Zu erledigende Aufgabe: Schreiben Sie den Text über die Rotfärbung von Pflanzen bitte im Anschluss an seinen letzten Satz weiter.

Gezeigter Text:
Rostocker Forscher entdecken: Darum färben sich Pflanzen rot
Warum verfärben sich Pflanzen rot? Neue Erkenntnisse von Forschern aus Rostock stellen bisheriges Wissen zum Pflanzenschutz auf den Kopf. Davon könnten Landwirtschaft und Nahrungsmittel-Industrie profitieren.
Pflanzen können Stress haben. Sie leiden unter Hitze, Kälte, Trockenheit oder veränderten Lichtverhältnissen. Anders als der Mensch kann eine Pflanze ihre Lebensbedingungen nicht verändern. Reagieren kann sie aber dennoch: Bei zu viel Sonne färben Pflanzen ihre Blätter rötlich ein. Wie genau der Mechanismus dahinter funktioniert, hat ein Team um Juniorprofessor Andreas Richter vom Institut für Biowissenschaften der Universität Rostock nun herausgefunden.
Die Wissenschaftler haben an der Ackerschmalwand untersucht, wie sich der rote Farbstoff bildet, mit dem sich Pflanzen bei Stress schützen. Ihre Ergebnisse haben sie im Dezember im Fachjournal "Plant Communications" veröffentlicht. Die Studie stellt das, was man bisher zum Lichtschutz der Pflanzen wusste, auf den Kopf.
Anthocyane sorgen für Lichtschutz
Bisher ging die Wissenschaft davon aus, dass eine Pflanze, die sich bei zu viel Lichteinstrahlung rot oder lila verfärbt, negativen Stress hat. Dass es der Pflanze also schlecht geht und sie deshalb sogenannte Anthocyane bildet. Die Studie aus Rostock kommt zu einem anderen Schluss.

Gezeigtes Material:

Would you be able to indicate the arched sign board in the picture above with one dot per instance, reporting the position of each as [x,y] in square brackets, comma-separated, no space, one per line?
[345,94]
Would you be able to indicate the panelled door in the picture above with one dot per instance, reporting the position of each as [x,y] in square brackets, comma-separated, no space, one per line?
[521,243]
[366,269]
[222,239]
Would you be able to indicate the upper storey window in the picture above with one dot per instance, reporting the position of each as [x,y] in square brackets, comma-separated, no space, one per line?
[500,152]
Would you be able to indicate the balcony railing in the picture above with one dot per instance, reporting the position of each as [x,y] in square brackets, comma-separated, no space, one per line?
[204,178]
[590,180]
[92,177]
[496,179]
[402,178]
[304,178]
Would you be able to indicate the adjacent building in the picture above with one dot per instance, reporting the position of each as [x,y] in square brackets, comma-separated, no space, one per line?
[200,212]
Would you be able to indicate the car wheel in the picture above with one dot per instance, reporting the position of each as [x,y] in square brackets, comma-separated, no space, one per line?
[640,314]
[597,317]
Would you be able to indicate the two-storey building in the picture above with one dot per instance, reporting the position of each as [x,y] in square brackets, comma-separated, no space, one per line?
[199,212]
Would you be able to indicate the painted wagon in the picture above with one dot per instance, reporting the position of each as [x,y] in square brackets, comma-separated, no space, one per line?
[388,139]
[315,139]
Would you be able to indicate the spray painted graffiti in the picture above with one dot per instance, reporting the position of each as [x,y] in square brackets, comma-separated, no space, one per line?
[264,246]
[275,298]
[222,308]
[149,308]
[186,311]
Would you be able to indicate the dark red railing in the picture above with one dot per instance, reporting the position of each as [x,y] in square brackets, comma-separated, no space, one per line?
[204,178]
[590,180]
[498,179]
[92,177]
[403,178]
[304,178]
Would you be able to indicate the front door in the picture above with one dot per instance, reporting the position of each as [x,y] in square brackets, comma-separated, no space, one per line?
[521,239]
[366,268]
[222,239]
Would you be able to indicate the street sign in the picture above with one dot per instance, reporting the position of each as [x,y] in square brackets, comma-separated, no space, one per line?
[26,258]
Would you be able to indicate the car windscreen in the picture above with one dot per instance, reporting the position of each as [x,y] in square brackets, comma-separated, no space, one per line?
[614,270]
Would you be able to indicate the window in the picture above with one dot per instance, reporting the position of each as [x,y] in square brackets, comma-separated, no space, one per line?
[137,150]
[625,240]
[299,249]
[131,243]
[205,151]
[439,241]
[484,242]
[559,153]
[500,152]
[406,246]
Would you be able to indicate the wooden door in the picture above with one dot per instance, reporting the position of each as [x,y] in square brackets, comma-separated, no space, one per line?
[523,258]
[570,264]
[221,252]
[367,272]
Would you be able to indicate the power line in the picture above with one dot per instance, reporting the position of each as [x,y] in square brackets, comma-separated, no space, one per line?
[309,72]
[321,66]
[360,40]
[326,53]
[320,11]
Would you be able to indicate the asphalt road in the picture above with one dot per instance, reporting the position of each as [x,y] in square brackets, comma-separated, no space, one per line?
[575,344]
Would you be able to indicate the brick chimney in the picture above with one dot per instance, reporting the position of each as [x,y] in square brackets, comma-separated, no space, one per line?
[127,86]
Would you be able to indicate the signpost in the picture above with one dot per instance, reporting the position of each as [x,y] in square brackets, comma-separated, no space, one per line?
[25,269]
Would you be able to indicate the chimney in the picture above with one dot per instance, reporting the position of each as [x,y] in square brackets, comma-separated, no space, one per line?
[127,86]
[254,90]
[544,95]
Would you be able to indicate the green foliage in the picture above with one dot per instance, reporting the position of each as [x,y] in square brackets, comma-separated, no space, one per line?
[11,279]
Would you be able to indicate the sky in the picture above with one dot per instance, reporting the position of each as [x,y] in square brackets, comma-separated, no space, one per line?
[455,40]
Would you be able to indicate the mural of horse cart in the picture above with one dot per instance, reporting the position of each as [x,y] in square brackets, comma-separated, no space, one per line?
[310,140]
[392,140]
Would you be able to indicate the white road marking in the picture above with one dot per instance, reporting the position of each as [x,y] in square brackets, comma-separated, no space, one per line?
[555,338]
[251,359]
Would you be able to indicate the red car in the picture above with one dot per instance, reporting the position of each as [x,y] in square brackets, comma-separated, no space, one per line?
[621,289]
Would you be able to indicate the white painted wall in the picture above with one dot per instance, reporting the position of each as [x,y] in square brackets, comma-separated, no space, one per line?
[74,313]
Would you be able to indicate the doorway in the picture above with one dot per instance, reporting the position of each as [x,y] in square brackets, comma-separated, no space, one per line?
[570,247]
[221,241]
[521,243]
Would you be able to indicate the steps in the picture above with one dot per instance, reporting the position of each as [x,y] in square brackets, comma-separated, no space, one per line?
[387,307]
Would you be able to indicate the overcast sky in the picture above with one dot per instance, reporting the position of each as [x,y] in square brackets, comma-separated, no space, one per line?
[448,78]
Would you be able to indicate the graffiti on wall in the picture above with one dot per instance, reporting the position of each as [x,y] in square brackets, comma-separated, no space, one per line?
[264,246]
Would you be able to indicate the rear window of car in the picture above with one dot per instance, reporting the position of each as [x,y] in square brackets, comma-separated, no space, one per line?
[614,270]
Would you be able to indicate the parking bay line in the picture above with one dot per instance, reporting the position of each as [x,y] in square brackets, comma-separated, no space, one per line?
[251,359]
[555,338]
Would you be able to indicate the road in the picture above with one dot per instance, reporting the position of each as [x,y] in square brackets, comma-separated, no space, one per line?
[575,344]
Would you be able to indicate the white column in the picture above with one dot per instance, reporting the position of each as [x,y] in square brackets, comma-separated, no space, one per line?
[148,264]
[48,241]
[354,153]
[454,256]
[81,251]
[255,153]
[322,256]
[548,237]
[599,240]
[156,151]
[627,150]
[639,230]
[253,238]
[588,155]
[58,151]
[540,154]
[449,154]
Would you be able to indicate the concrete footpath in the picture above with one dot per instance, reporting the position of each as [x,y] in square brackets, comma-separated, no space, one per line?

Ergebnis:
Das Team von Richter fand heraus: Verantwortlich für die Aktivierung der Anthocyan-Bildung ist der Zucker, der bei der Photosynthese gebildet wird. Bei Lichtüberschuss wird vermehrt Zucker gebildet. Der sorgt für eine verstärkte Bildung von Enzymen. Diese sind wiederum für die Bildung der Anthocyane in der Pflanze notwendig. "Was unsere Forschung zeigt ist, dass es der Pflanze also relativ gut gehen muss, damit sie Anthocyane bilden kann", fasst Richter zusammen. Denn: "Ohne Photosynthese, ohne Zucker, ohne Energie kann sie diese Anthocyane erst gar nicht bilden."
Erkenntnisse bedeutsam für Nahrungsmittel-Industrie
Praktisch nutzen können diese Erkenntnisse etwa Saatgut-Hersteller, um die Rotfärbung, also den Schutz der Pflanzenzellen, gezielt ein- oder auszuschalten. Bierbrauer etwa wollen keine Anthocyane in der Gerste, weil diese Farbe und Geschmack des Bieres verändern. Die Nahrungsmittel-Industrie nutzt den roten Farbstoff dagegen gern, etwa um Joghurt oder veganes Fleisch rot einzufärben.
Auch für medizinische Zwecke und im sogenannten Functional Food, also in funktionellen Lebensmitteln, können Anthocyane gewollt sein. Sie gehören zu den Antioxidantien und sollen die Zellen vor Alterung schützen sowie vorbeugend gegen Herz- und Gefäß-Erkrankungen oder Diabetes wirken.
Forscher untersuchen weitere Stressbedingungen
Herauszufinden, wie Licht auf Pflanzen wirkt, war für Richter jedoch nur ein erster Schritt. "Das Spannende ist - und das ist, was die zukünftige Forschung dann auch zeigen wird - ob dieser Mechanismus auch unter anderen Stressbedingungen zum Tragen kommt." Denn auch bei Kälte bilden Pflanzen Anthocyane. Wie Pflanzen auf zellulärer Ebene bei Nährstoffmangel reagieren, ist laut Richter in einer sich stetig verändernden Umwelt bedeutend für die Nahrungsketten der Erde. Sämtliche Vorgänge der pflanzlichen Akklimatisierung wollen die Rostocker nun untersuchen.